A Dig.it niente risposte alla mia domanda: la possibilità del giornalista di fare impresa era finora ridotta per mere ragioni di costi, oggi rimosse grazie all’economicità della rete, o per la più generale necessità di prevenire potenziali conflitti di interesse?
Anche facendo la tara alle osservazioni di chi mi accusa, fraintendendomi, di basare troppo le teorie che sostengo su esperienze e modelli riferiti solo alla mia personale esperienza, quanto emerso sabato scorso dall’atteso (qui) dibattito sulla conciliabilità tra le figure del giornalista e dell’imprenditore, in programma al Dig.it di Prato (qui) sabato scorso, non mi ha convinto del tutto.
Anzi, in generale mi ha convinto molto poco.
Perchè anche in quella sede è affiorata con chiarezza, da parte di coloro che fanno opinione in materia, la tendenza ad aderire troppo incondizionatamente al “pensiero unico” della missione salvifica del web, data sempre per scontata in modo acritico come fattore acquisito, irreversibile e fatale.
Il che nella pratica quotidiana potrà anche essere vero. Ma che mi pare audace e sbrigativo trasferire dal novero dei mezzi, quale la rete è, a quello dei fini.
Il tema della mattinata era: “Il giornalista imprenditore: unica via eppure impossibile da percorrere“. Traduzione: chi fa il giornalista (cioè è iscritto a un albo professionale ed è tenuto per legge al rispetto di certe norme deontologiche) può anche fare l’imprenditore (cioè in sostanza l’editore di se stesso e non) oppure no?
Devo dire che certi elementi di novità, nel trattare del pur abusato tema, non sono mancati.
Interessante ad esempio l’idea sostenuta da Marco Giovannelli, direttore di varesenews.it, uno dei rari casi di testata on line di successo registrati in Italia negli ultimi anni, sul rilancio della “centralità” della redazione come una sorta di “aggregazione” imprenditoriale capace di fare da contraltare al modello di autoimprenditoria giornalistica oggi dominante, tutto basato sull’individualità delle iniziative: diciamo un'”imprenditoria condivisa“, quella predicata da Giovannelli, che a mio parere si presta a qualche suggestione e, perchè no, a qualche esperimento.

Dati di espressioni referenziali
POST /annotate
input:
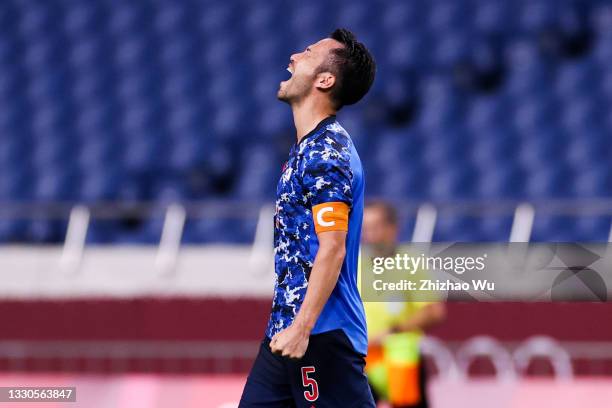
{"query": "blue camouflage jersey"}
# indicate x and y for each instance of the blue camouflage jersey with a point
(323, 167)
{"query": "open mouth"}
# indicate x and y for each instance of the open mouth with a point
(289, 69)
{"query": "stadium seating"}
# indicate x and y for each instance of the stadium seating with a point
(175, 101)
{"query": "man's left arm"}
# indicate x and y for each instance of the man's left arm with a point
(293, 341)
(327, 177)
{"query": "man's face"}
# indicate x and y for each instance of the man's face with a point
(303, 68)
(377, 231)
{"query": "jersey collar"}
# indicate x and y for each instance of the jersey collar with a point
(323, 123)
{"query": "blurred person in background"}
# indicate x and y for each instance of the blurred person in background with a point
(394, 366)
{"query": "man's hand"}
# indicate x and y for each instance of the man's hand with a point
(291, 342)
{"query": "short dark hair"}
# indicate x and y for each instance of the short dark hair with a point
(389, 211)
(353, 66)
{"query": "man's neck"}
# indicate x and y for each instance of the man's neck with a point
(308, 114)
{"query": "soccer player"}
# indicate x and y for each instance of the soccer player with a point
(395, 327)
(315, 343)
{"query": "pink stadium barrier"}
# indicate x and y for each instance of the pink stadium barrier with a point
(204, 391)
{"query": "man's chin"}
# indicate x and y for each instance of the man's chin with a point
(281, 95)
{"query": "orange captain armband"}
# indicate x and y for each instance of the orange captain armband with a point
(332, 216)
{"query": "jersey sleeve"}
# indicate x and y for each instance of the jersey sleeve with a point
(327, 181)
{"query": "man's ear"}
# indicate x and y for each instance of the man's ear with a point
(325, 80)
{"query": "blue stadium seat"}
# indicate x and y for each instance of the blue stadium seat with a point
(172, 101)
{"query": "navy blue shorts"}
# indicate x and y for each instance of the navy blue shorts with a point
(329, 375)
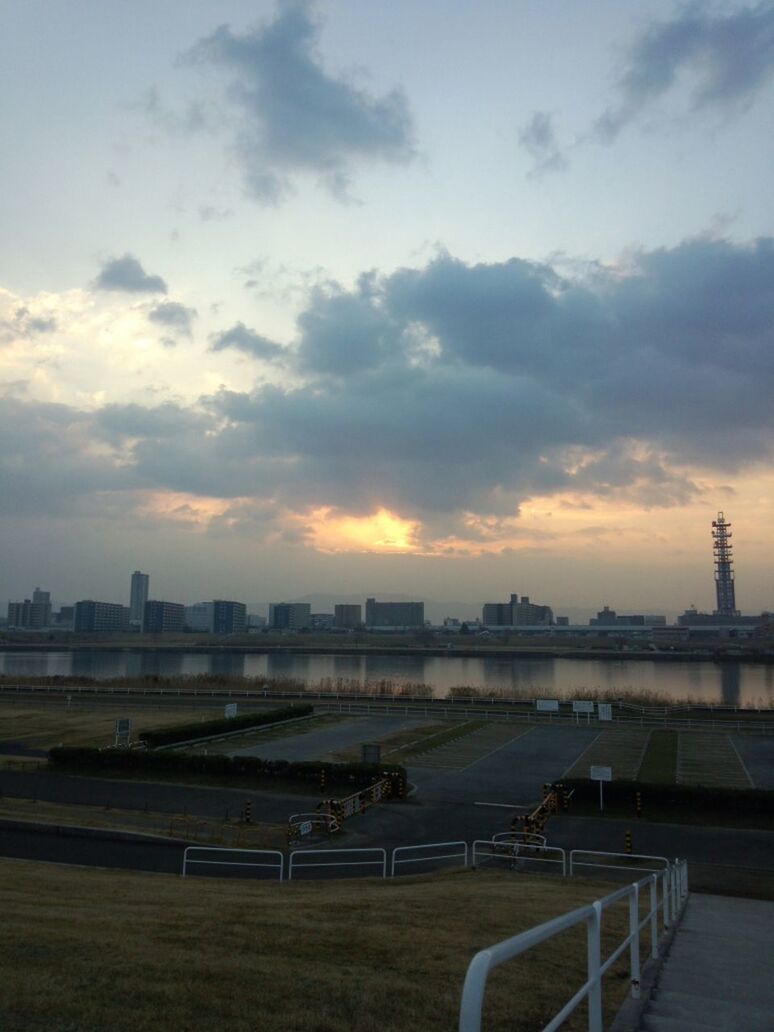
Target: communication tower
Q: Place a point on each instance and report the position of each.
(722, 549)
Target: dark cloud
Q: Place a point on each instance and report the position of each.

** Esercizio A **
Nel brano sul dibattito al Dig.it di Prato, qual era il tema della mattinata?
** Esercizio B **
Prosegui il brano sul dibattito al Dig.it di Prato a partire dall'ultima frase riportata.

** Risultato A **
“Il giornalista imprenditore: unica via eppure impossibile da percorrere“.

** Risultato B **
Ma a parte questo, è sembrato prevalere tra i relatori – malauguratamente orfani del preannunciato presidente dell’OdG, Enzo Iacopino, la cui presenza invece mai come sabato sarebbe stata necessaria ed opportuna, e del segretario dell’Fnsi Raffaele Lo Russo – l’adesione al prototipo un po’ semplicistico che affida all’elasticità e all’economicità dell’on line la chiave per risolvere la crisi occupazionale del giornalismo e la fame di reddito dei giornalisti: la soluzione di molti, se non tutti i problemi occupazionali nati dal crollo dell’editoria cartacea – questo in sintesi il messaggio che si tentava di far trapelare – sarebbe appunto nell’autoimprenditoria. Cioè nello sbarco in rete, attraverso microtestate a redazione unipersonale o “liquida”, diffusa, tanto dei drop out della carta stampata che dei sempre troppo copiosi aspiranti giornalisti destinati, nell’attuale sistema, a non trovare nè spazio, nè prospettive.
L’assunto di due indubbi esperti della materia come il moderatore Daniele Chieffi e Alberto Puliafito, direttore di blogo.it, è che tanto l’antica ambizione dei colleghi al famoso “posto fisso” (in gergo il cosiddetto “articolo 1“), quanto il fatto che, autogestendosi imprenditorialmente, il giornalista può così ottenere altri ricavi derivanti dalla vendita della pubblicità (sempre lì si torna a battere) o dall’erogazione di servizi o attività parallele (consulenze, copywriting, editing, etc), potrebbero trovare in rete il loro punto d’incontro.
Sarà…
In tutto questo, però, di dubbi o scrupoli deontologici nemmeno l’ombra. Dell’esistenza di norme e di carte ordinistiche molto esplicite nel limitare fortemente la liceità di quanto sopra, neppure. Del latente conflitto di interessi tra l’attività professionale (scrivere articoli giornalistici per conto di committenti che ti pagano per il lavoro svolto e non per il suo contenuto) e quella imprenditoriale (scrivere per gente che ti paga per scrivere quello che vogliono loro), nemmeno. Del fatto che mentre il pubblicista, cioè chi oltre a quello giornalistico svolge in via principale altri mestieri, può appunto avere altre attività, mentre il professionista no, neanche. “Si può sempre tornare pubblicisti“, è stato osservato non del tutto peregrinamente e un po’ provocatoriamente da Puliafito. Il che è verissimo, ma tradisce un’idea dopolavoristica e sostanzialmente liberalizzante della professione che svuota la professione stessa di ogni senso, visto che così facendo si relegherebbe il lavoro di giornalista a un hobby o a una forma di “arrotondamento” di altri redditi. Con il risultato che, a chi manca, il lavoro per campare toccherebbe comunque andare a trovarselo fuori dal giornalismo. “Si può anche fare un altro mestiere, anzichè il giornalista: mica l’ha ordinato il dottore“, è stato ribattuto.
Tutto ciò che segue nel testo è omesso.